Source text:
Court Martial and Defence Force Magistrate Rules (the Rules) replace
the Australian Military Court Rules 2007 for all matters initiated after
23 October 2009 to reflect the amendments to the Act by the Military Justice
(Interim Measures) Act
No. 1 2009 and the Military Justice (Interim Measures) Act No. 2 2009.
The Rules reflect the changes to the Act with regard to terminology and the consequential changes due to the re-introduction of the system of courts martial and trials by Defence Force magistrate.
Details of the rules are outlined in the Attachment.
The Rules are a legislative instrument for the purposes of the Legislative Instruments Act 2003 (LIA).
Consultation was considered inappropriate and unnecessary pursuant to section 18 of the LIA because the Rules relate to the service of members of the ADF.
The Rules commence on 23 October 2009.
Details of the Court Martial and Defence Force Magistrate Rules
Rule 1 identifies these rules as the Court Martial and Defence Force Magistrate Rules (the Rules).

Records provided:

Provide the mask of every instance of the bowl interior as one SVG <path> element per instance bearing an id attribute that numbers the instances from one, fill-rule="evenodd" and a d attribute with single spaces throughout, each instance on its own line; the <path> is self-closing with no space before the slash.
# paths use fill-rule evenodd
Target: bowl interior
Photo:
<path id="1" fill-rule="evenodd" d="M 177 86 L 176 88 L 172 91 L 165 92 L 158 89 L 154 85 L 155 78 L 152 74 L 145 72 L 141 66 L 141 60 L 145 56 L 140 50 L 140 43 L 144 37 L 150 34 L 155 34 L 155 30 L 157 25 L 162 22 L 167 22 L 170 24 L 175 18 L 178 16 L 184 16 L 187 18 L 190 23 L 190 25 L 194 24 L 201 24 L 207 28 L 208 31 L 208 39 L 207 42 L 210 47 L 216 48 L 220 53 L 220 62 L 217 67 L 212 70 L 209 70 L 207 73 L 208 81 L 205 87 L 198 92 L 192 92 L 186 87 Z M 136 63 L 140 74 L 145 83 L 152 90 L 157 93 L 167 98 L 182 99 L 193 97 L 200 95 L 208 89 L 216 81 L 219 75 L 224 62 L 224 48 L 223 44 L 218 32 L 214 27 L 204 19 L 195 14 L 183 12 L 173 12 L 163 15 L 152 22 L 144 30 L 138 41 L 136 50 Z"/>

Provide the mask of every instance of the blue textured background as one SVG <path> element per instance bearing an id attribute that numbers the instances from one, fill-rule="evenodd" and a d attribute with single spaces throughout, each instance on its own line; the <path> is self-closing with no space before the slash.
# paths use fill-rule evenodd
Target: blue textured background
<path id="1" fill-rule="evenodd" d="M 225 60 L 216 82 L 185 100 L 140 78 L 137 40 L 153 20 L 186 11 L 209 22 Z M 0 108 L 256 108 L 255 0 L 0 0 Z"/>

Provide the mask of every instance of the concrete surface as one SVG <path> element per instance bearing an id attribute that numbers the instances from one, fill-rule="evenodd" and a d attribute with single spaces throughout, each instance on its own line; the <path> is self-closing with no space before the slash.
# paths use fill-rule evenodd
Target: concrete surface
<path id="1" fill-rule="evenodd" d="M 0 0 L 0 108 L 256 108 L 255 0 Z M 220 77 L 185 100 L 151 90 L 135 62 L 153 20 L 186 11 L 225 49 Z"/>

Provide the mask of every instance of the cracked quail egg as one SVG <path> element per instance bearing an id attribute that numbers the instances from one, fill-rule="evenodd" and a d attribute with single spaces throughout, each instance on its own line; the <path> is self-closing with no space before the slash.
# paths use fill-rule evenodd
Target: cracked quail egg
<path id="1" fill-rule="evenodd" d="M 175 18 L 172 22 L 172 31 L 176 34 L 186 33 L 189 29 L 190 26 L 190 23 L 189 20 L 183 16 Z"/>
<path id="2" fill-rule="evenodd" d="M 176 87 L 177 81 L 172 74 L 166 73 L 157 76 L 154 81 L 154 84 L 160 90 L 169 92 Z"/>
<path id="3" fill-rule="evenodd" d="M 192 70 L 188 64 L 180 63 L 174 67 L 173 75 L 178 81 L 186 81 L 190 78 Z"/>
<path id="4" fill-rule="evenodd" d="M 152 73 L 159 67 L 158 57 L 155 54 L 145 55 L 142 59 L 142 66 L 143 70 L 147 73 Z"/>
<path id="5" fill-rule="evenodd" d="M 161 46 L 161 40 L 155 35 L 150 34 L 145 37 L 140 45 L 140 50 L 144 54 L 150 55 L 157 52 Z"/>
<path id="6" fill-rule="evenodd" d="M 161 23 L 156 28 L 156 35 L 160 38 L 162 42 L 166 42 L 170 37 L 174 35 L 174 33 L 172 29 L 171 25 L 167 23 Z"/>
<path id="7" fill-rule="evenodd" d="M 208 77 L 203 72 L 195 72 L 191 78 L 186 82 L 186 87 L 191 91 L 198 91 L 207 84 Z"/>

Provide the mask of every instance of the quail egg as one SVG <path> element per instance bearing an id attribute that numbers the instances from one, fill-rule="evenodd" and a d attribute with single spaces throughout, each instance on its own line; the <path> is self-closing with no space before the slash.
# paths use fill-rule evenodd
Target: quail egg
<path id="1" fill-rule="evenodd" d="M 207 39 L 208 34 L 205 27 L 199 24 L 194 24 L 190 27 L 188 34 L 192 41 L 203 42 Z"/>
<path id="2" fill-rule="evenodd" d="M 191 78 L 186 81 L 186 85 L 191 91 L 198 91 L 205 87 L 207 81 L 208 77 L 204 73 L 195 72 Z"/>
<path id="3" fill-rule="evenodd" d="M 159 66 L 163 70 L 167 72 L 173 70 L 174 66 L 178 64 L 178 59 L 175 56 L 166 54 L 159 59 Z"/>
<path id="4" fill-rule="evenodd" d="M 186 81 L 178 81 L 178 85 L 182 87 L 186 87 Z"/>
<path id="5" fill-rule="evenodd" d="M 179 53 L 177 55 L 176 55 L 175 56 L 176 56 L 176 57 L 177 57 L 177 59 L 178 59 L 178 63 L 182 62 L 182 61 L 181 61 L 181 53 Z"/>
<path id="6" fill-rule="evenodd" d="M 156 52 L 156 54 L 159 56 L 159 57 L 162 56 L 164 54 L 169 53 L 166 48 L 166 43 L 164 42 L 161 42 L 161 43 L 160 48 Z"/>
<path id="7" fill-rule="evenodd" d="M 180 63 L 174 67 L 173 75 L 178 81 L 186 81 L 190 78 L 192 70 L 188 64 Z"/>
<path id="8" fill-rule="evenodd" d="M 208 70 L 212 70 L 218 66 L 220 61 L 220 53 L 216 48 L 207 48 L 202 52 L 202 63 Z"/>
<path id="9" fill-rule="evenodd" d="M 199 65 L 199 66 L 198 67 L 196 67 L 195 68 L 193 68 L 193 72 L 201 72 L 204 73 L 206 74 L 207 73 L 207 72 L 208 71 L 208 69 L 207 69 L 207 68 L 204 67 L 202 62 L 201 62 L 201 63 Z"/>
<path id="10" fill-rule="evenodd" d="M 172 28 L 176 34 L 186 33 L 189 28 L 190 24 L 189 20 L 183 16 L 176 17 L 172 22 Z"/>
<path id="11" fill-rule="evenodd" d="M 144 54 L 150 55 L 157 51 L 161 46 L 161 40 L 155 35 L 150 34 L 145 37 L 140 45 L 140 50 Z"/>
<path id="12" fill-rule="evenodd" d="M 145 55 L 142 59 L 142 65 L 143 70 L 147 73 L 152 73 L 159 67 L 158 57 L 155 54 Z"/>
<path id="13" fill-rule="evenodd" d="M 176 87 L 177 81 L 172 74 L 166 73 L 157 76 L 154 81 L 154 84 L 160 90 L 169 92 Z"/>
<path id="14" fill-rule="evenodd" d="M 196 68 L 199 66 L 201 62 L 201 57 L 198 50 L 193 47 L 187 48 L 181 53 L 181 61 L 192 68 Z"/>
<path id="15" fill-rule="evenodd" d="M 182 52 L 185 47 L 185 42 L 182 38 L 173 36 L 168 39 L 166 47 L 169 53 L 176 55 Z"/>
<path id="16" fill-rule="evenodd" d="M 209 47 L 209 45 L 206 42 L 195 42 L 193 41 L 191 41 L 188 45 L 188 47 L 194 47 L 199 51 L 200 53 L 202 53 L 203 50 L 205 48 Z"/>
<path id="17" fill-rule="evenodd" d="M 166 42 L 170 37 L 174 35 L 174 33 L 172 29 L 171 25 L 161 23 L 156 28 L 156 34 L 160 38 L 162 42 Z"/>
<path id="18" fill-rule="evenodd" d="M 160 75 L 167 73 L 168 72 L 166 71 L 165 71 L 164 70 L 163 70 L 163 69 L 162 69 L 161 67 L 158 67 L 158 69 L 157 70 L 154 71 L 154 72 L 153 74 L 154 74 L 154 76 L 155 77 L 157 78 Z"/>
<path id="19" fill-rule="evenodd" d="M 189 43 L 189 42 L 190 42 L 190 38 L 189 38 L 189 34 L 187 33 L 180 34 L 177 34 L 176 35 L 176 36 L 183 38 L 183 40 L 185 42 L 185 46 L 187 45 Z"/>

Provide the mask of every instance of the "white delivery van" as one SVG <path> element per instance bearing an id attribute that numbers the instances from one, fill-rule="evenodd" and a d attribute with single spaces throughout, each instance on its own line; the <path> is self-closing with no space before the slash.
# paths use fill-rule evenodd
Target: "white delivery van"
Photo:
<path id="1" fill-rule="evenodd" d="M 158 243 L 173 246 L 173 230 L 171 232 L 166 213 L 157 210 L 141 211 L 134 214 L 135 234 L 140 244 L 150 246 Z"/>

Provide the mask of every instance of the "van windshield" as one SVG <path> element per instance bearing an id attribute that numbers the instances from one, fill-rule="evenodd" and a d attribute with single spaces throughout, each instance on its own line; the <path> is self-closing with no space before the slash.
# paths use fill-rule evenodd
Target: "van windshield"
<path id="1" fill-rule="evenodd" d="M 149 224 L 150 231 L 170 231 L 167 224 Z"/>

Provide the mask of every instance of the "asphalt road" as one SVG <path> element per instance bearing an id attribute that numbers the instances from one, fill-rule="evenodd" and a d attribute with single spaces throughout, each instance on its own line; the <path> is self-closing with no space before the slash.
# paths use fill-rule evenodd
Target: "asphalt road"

Task requirements:
1 - List every piece of legislation that the source text names by its full title.
2 - Restate the paragraph of the source text beginning "Court Martial and Defence Force Magistrate Rules (the Rules) replace" as a short bulleted list that keeps its main facts.
3 - According to the source text, on what date do the Rules commence?

Solutions by task:
1 -
- Court Martial and Defence Force Magistrate Rules
- Australian Military Court Rules 2007
- Military Justice (Interim Measures) Act No. 1 2009
- Military Justice (Interim Measures) Act No. 2 2009
- Legislative Instruments Act 2003

2 -
- The Court Martial and Defence Force Magistrate Rules replace the Australian Military Court Rules 2007.
- They apply to all matters initiated after 23 October 2009.
- They reflect amendments to the Act made by the Military Justice (Interim Measures) Act No. 1 2009 and No. 2 2009.

3 - 23 October 2009.